▸ **TASK**
Count the lines below that contain the string "foliage" and reply with the number alone.

------ EXTRACTED MATERIAL

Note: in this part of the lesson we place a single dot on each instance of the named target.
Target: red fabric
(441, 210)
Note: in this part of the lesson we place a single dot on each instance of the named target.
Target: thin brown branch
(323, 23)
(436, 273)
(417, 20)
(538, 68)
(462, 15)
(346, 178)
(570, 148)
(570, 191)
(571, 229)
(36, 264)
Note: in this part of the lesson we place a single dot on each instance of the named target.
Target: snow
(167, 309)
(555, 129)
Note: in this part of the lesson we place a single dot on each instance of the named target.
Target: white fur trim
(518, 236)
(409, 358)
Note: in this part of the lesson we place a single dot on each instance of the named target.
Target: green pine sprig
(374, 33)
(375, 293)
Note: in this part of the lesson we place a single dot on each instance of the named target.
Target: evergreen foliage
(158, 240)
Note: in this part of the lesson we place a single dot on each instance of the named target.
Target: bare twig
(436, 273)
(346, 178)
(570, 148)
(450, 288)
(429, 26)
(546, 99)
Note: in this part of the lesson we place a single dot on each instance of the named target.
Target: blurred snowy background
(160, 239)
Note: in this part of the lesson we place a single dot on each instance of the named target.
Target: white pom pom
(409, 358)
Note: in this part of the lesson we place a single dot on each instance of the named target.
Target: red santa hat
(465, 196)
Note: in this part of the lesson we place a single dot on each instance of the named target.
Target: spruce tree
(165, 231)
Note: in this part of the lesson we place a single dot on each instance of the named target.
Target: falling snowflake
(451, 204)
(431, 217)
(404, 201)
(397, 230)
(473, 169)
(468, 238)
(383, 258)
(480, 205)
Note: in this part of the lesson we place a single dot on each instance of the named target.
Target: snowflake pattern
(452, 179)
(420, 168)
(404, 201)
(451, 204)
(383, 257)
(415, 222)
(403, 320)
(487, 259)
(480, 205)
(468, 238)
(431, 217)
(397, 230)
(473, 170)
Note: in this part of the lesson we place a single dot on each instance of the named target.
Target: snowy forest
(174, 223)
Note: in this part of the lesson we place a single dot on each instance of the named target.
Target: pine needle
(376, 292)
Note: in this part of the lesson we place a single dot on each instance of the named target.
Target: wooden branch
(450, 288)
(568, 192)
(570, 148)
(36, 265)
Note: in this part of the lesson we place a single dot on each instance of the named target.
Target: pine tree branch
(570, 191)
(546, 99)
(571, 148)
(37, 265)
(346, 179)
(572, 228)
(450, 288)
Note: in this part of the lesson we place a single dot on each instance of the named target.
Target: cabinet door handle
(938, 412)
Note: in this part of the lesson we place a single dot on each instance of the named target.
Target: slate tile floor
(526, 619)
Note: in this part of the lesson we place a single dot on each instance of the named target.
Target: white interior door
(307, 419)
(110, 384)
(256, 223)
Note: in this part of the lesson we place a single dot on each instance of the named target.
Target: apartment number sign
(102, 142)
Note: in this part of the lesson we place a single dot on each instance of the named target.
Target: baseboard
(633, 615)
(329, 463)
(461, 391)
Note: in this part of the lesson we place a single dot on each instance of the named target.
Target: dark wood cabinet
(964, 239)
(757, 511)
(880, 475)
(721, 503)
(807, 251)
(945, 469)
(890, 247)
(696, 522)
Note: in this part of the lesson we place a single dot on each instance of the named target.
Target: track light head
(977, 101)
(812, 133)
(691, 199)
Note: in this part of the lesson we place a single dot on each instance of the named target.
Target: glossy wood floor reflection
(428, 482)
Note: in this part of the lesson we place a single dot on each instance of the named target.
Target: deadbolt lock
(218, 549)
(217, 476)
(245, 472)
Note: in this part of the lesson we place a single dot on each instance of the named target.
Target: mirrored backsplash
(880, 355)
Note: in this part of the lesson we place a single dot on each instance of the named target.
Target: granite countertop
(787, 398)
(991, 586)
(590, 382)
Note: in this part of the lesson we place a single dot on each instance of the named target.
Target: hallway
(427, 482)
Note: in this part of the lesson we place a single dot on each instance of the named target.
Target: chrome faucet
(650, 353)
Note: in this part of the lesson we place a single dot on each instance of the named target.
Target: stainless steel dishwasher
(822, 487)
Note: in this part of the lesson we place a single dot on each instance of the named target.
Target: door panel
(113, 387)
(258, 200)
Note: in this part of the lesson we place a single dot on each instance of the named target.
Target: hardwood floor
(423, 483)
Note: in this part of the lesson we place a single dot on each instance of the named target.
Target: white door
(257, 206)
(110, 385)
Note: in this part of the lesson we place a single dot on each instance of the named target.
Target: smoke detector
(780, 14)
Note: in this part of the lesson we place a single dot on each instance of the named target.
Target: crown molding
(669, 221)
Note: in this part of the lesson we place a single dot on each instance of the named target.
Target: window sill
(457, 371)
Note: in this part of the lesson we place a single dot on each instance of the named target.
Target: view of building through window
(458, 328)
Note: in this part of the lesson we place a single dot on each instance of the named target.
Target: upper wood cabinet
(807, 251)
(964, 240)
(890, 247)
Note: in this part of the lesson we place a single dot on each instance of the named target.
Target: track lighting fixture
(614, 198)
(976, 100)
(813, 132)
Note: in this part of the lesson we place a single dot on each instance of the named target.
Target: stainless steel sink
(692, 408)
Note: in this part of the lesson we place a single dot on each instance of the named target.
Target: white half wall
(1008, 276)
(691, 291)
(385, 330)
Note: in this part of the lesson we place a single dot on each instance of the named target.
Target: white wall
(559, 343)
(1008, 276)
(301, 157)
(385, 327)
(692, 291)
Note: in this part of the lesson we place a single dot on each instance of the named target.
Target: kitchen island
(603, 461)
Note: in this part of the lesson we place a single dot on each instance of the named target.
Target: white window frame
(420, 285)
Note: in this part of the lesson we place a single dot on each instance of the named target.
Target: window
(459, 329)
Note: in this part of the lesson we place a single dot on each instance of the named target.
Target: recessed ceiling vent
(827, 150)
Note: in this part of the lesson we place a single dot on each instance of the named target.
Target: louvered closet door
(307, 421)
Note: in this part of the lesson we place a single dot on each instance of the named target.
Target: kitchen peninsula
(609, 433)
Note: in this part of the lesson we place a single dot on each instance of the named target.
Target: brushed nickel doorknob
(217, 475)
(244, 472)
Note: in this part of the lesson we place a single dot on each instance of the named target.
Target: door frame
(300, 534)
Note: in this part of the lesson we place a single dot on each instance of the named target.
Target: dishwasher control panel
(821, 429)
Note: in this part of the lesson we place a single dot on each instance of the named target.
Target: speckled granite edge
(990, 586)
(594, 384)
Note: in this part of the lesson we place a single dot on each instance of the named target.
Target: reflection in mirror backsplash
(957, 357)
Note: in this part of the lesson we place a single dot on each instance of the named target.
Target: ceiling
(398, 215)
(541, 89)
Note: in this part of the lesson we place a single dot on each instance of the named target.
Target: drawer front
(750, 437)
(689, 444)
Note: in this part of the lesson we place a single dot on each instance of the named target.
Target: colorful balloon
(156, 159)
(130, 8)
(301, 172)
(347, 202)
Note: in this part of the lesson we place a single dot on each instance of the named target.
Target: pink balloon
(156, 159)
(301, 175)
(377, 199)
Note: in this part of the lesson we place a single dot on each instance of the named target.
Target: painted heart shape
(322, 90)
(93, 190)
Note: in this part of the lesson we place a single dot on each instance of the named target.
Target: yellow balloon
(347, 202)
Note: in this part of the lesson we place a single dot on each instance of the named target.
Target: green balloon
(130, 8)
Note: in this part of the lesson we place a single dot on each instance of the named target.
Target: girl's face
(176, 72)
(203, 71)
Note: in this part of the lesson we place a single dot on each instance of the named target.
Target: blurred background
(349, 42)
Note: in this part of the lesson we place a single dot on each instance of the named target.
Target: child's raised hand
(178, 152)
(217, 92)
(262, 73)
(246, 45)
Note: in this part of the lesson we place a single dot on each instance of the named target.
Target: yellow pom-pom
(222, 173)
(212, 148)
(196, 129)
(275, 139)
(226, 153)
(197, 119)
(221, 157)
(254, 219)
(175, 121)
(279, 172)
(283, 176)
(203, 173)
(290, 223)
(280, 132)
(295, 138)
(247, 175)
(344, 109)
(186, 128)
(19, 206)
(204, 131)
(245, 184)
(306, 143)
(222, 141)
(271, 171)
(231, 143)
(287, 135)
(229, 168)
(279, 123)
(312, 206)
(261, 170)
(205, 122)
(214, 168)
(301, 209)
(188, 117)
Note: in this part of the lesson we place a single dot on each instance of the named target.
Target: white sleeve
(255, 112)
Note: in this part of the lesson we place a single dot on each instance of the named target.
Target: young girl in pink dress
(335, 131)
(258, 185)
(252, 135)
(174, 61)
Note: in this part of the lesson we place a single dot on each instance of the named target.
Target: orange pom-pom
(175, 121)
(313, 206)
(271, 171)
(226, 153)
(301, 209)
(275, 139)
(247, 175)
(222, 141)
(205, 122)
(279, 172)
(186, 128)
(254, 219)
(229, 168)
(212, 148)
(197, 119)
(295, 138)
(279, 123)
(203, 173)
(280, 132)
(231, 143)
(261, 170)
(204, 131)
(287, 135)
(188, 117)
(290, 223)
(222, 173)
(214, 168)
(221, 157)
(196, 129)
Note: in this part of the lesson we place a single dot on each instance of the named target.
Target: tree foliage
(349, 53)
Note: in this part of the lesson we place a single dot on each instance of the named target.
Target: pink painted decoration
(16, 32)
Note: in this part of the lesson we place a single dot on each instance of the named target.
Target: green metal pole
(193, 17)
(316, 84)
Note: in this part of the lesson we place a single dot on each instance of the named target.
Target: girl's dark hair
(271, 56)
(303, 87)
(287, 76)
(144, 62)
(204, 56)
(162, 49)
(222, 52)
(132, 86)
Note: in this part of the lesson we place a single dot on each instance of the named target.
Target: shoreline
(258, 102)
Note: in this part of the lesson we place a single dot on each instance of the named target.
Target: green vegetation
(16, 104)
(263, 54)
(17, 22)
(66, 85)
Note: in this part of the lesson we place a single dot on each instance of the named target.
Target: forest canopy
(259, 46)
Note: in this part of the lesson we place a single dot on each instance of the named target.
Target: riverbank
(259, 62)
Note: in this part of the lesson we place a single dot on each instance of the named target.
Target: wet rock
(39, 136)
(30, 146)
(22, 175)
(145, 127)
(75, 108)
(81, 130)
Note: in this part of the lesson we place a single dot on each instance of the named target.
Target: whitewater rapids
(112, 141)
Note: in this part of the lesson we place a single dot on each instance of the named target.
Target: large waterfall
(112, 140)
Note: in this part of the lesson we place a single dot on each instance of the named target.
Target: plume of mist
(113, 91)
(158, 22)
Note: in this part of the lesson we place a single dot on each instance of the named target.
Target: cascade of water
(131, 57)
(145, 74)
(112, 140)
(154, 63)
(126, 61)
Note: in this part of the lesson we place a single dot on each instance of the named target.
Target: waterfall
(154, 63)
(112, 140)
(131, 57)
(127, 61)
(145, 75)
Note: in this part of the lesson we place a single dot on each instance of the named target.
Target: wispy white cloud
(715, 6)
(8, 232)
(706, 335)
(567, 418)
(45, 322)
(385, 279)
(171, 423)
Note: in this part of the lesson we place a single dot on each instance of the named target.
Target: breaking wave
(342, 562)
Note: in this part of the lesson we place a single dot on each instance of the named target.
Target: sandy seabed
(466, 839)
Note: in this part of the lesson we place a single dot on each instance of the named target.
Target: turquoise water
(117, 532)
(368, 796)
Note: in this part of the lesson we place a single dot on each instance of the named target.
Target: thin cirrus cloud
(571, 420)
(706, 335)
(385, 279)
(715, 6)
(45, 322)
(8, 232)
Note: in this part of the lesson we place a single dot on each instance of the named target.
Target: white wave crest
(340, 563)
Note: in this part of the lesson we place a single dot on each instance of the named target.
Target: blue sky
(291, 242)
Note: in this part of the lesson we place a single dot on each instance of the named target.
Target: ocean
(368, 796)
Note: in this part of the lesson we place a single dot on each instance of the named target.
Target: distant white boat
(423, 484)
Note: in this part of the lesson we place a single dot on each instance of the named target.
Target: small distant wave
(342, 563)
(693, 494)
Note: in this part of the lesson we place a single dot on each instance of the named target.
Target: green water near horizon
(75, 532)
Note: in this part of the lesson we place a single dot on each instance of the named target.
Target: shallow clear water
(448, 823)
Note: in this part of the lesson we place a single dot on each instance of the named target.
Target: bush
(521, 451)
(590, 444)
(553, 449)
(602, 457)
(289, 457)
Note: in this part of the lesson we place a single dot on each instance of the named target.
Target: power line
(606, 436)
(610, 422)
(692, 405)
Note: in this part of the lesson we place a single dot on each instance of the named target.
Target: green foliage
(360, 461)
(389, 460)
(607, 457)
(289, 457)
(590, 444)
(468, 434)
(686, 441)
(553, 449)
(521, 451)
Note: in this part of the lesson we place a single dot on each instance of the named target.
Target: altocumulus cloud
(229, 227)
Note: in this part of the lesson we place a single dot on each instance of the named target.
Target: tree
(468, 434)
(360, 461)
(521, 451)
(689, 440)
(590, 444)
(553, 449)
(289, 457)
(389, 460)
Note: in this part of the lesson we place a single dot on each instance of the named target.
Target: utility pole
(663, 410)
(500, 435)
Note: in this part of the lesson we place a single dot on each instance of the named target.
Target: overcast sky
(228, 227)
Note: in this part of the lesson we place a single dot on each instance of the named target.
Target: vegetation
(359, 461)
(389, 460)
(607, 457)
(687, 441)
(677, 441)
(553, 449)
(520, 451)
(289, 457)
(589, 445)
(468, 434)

------------

▸ **FULL OUTPUT**
3